■ TASK TO CARRY OUT ■
Line by line, restate the material exactly.
((
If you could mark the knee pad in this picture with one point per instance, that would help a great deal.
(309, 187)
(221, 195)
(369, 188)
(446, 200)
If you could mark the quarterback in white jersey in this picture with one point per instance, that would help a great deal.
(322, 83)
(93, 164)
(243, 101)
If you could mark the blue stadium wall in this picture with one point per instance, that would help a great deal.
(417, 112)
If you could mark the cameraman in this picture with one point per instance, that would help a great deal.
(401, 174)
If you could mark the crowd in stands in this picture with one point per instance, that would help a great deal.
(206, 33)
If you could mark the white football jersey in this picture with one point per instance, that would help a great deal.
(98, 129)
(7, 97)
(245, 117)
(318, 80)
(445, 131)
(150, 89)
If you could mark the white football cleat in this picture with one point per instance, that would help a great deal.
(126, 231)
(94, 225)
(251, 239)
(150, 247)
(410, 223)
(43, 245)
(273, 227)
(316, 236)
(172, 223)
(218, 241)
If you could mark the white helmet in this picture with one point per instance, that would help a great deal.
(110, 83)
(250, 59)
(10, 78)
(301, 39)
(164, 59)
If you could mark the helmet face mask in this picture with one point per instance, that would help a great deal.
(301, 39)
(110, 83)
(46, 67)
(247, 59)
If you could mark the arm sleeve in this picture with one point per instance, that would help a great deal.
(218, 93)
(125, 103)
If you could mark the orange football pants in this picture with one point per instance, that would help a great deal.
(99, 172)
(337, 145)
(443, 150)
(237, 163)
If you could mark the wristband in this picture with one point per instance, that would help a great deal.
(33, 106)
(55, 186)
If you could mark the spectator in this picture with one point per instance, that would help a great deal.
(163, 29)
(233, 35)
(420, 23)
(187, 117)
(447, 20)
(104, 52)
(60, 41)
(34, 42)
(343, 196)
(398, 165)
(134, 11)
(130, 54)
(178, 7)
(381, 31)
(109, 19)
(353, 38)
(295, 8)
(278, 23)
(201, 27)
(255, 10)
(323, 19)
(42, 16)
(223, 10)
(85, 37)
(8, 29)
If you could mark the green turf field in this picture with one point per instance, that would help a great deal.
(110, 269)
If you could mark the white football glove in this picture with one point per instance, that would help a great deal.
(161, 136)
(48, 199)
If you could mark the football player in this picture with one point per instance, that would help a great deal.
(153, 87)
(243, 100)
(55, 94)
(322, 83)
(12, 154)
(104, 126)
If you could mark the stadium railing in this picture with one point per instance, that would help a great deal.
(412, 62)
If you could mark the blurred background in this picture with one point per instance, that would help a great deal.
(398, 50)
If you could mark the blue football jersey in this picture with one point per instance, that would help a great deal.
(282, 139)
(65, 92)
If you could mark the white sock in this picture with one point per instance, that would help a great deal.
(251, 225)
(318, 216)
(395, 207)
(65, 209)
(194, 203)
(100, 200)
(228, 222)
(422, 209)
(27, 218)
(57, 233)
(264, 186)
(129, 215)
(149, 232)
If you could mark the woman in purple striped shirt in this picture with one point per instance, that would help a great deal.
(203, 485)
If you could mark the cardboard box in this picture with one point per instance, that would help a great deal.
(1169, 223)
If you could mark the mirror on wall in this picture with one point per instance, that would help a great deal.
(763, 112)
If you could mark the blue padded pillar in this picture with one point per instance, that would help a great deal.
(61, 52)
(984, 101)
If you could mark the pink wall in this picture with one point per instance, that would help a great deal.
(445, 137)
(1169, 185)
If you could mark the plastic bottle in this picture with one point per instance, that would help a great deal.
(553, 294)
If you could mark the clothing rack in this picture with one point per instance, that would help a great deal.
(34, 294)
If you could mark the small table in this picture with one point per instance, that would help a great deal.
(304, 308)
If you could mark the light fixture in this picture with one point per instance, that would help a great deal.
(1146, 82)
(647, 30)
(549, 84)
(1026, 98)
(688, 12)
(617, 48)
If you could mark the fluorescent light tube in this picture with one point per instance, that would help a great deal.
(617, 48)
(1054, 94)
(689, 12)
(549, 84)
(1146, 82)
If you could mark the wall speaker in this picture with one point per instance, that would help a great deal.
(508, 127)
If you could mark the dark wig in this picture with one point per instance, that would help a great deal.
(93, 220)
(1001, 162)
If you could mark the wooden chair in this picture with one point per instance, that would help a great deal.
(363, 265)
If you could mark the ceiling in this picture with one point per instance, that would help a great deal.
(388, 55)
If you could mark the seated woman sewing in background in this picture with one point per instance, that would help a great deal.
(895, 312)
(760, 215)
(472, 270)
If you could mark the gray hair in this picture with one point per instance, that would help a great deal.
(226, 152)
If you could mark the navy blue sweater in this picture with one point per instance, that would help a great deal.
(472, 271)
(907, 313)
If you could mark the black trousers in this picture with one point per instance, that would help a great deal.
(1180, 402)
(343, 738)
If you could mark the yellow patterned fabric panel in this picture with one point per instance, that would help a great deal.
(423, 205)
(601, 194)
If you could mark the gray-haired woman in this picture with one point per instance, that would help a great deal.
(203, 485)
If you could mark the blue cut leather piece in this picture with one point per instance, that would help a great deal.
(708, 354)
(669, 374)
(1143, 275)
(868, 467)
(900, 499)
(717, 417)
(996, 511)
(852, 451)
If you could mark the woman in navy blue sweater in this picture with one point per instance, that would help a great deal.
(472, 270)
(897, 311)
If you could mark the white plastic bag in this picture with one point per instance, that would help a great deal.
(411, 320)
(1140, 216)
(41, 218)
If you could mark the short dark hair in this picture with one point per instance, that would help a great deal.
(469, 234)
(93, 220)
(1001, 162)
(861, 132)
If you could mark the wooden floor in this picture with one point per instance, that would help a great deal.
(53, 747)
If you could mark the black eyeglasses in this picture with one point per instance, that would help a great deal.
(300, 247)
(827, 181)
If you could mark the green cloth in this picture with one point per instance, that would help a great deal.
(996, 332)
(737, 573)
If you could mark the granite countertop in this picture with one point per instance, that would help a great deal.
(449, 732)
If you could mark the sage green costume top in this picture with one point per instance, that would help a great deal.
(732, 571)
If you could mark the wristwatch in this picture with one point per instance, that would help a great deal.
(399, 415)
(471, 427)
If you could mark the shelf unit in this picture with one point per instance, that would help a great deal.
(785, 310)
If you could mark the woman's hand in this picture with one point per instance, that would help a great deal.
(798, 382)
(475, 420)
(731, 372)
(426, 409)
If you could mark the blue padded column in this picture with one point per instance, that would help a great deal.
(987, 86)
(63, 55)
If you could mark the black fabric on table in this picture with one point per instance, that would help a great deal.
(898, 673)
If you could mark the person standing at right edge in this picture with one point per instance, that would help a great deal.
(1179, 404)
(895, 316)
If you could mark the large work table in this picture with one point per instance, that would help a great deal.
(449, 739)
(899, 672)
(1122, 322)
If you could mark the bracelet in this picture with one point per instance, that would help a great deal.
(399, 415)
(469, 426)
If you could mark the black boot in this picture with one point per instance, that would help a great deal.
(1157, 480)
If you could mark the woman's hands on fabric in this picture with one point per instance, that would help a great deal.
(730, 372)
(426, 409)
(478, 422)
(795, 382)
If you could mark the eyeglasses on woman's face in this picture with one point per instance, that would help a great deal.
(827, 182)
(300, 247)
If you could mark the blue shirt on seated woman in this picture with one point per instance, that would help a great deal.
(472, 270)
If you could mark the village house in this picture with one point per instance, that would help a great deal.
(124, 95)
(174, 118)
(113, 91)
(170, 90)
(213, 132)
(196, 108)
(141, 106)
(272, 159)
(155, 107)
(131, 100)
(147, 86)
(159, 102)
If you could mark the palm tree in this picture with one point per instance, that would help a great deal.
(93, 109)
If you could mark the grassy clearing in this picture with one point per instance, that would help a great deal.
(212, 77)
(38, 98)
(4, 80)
))
■ SOLUTION TO THIS EXERCISE ■
If you could mark the knee pad in this picture with one point per instance, that would help a great deal.
(309, 187)
(221, 195)
(369, 188)
(446, 200)
If you could mark the quarterback in white jersey in this picture with one point per instance, that would help a great deal.
(322, 83)
(93, 164)
(243, 101)
If you could mark the blue stadium wall in this picture with one point per instance, that would help a great deal.
(417, 112)
If you could mark the cameraman in this picture with one point per instance, that would help a great deal.
(401, 174)
If you could mark the crowd in stands in this picture with one point per instance, that would help a great deal.
(206, 33)
If you could mark the white football jersey in this picture with one point per instance, that would help a great deal.
(98, 129)
(7, 97)
(245, 117)
(318, 80)
(445, 131)
(150, 89)
If you could mark the white football cleat in this picture with one point per instance, that would help a great deal.
(126, 231)
(94, 225)
(251, 239)
(150, 247)
(410, 223)
(43, 245)
(273, 227)
(316, 236)
(172, 223)
(218, 241)
If you could mark the white helmet in this picture with one point per instance, that would help a great deal.
(110, 83)
(250, 59)
(10, 78)
(301, 39)
(164, 59)
If you could mark the helmet face mask in this picture with one point per instance, that would help a great deal.
(301, 39)
(110, 83)
(46, 67)
(247, 59)
If you could mark the arm sleeve in this picture with one point per instance, that would help a great deal.
(218, 93)
(125, 103)
If you could mark the orange football pants in this picture with one point per instance, that would help a great deal.
(99, 172)
(337, 145)
(443, 150)
(237, 163)
If you could mark the wristband in this picture with one point per instance, that would help a great deal.
(33, 106)
(55, 186)
If you could mark the spectator in this picture with one point per instance, that would help a great deal.
(163, 29)
(233, 35)
(420, 23)
(187, 117)
(447, 20)
(104, 52)
(60, 41)
(34, 42)
(343, 196)
(398, 165)
(134, 11)
(130, 54)
(178, 7)
(381, 31)
(109, 19)
(353, 38)
(295, 8)
(278, 23)
(201, 27)
(255, 10)
(323, 19)
(42, 16)
(223, 10)
(85, 37)
(8, 29)
If you could mark the green turf field in this picture with one point per instance, that would help a great deal.
(110, 269)
If you could mark the white football glove in this picture with one point per instance, that would help a great deal.
(161, 136)
(48, 199)
If you could mark the football player in this picture with one point per instance, that would help a great deal.
(153, 87)
(243, 100)
(55, 94)
(322, 83)
(12, 154)
(104, 126)
If you could mark the stadium railing in this picture with one point per instance, that would help a great deal.
(412, 62)
If you could mark the blurred background in this picture with one point per instance, that would help a great deal.
(398, 50)
If you could mark the blue football jersey in this picture with one point per instance, that would help a great deal.
(282, 139)
(65, 92)
If you could mark the white sock in this picture with one point per instance, that would help a great deal.
(251, 225)
(318, 216)
(395, 207)
(65, 209)
(194, 203)
(100, 200)
(228, 222)
(422, 209)
(27, 218)
(57, 233)
(264, 186)
(129, 215)
(149, 232)
If you could mark the woman in purple striped shirt in this picture with one point per instance, that would help a great deal.
(203, 485)
If you could mark the cardboard box in this picture with one point per instance, that would help a great deal.
(1169, 223)
If you could mark the mirror on wall in this picture with one point per instance, that would help a great deal.
(763, 112)
If you could mark the blue padded pillar in this picture with one point per instance, that would help a great deal.
(61, 52)
(984, 101)
If you could mark the pink wall in this picture with one point per instance, that would help a great deal.
(445, 137)
(1169, 185)
If you could mark the plastic bottle in this picture with one point per instance, that would help a great deal.
(553, 294)
If you could mark the clothing rack in this picture with one point per instance, that would help a great deal.
(34, 294)
If you could mark the small table in this picture with one point per instance, that would help a great deal.
(304, 308)
If you could mark the light fixture in this picture with one point per instance, that would help a great deal.
(1146, 82)
(647, 30)
(549, 84)
(1026, 98)
(688, 12)
(617, 48)
If you could mark the fluorescent light tube in this picture with one point per instance, that would help a great deal.
(617, 48)
(1054, 94)
(689, 12)
(549, 84)
(1146, 82)
If you could mark the wall speaker in this picture with one point per instance, that would help a great deal.
(508, 127)
If you could mark the dark wig in this picture with one point per instance, that would help a great deal.
(93, 220)
(1001, 162)
If you could mark the wooden chair in this picture with one point per instance, that would help a great deal.
(363, 265)
If you could mark the ceiling in this picture with one point per instance, that would help a great deal.
(388, 55)
If you could mark the seated woman sewing in background in this picture with one point per instance, that would help a great deal.
(895, 312)
(760, 215)
(472, 270)
If you could mark the gray hair in this picture with one point per instance, that would help a great deal.
(226, 152)
If you could mark the navy blue sweater in this picture with one point per instance, that would help a great deal.
(472, 271)
(907, 313)
If you could mark the black trousers in this picture with one point per instance, that would help a great deal.
(1180, 402)
(343, 738)
If you could mark the yellow patterned fabric panel in this picture with one point per instance, that would help a great deal.
(423, 205)
(601, 194)
If you could mark the gray-haired woman in this picture with one point per instance, that would help a great deal.
(203, 485)
If you could mark the blue cut leather piece in this picture with one point per instance, that would help a great deal.
(708, 354)
(669, 374)
(1143, 275)
(868, 467)
(900, 499)
(717, 417)
(996, 511)
(852, 451)
If you could mark the woman in navy blue sweater in this picture with one point per instance, that would help a great deal.
(472, 270)
(897, 311)
If you could mark the white plastic bag in this picture with one point per instance, that would help a great deal.
(411, 320)
(1140, 216)
(41, 218)
If you could mark the short dark hair in this picture with one point per instance, that would help a great deal.
(469, 234)
(93, 220)
(1001, 162)
(861, 132)
If you could mark the wooden floor in this picture with one point per instance, that would help a great deal.
(53, 747)
If you could mark the black eyeglasses in this picture with one point per instance, that would help a great deal.
(300, 247)
(827, 181)
If you could mark the green cloth in this picture with one point per instance, that would help a great deal.
(996, 332)
(737, 573)
If you could mark the granite countertop in this picture with one point per instance, that would help a great deal.
(449, 732)
If you could mark the sage green costume top in this picture with one point per instance, that would help a great deal.
(732, 571)
If you could mark the wristwatch in this picture with one point per instance, that would help a great deal.
(399, 415)
(471, 427)
If you could mark the shelf unit in this picture with one point per instance, that would help a great deal.
(785, 310)
If you could mark the woman's hand in this picture with one point per instance, that would help a great deal.
(798, 382)
(475, 420)
(731, 372)
(426, 409)
If you could mark the blue padded column in this picture with one point per instance, that would help a great deal.
(987, 86)
(63, 55)
If you could mark the black fabric on table in this picture with one point per instance, that would help a great deal.
(898, 673)
If you could mark the person standing at right edge in this picture with one point per instance, that would help a great deal.
(1179, 404)
(895, 316)
If you could mark the large work table in this picture with one point per instance, that would help a great deal.
(449, 739)
(899, 672)
(1122, 322)
If you could mark the bracelet in this picture with one point per instance, that would help a great deal.
(399, 415)
(469, 426)
If you could mark the black boot in this picture with one point per instance, that would help a great deal.
(1157, 480)
If you could mark the woman's hands on fabric in this picture with one point per instance, that would help a great deal.
(730, 372)
(426, 409)
(478, 422)
(795, 382)
If you could mark the eyeglasses on woman's face in this picture with one point per instance, that would help a great deal.
(827, 182)
(300, 247)
If you could mark the blue shirt on seated woman in this picture with one point per instance, that would help a great deal.
(472, 270)
If you could mark the village house in this picture with one point per instance, that would help a great deal.
(124, 95)
(174, 118)
(113, 91)
(170, 90)
(213, 132)
(196, 108)
(141, 106)
(272, 159)
(155, 107)
(131, 100)
(147, 86)
(159, 102)
If you could mark the palm tree in this picture with one point per instance, that would help a great deal.
(93, 109)
If you could mark the grassy clearing in this picture with one point per instance, that would help a great deal.
(212, 77)
(38, 98)
(4, 80)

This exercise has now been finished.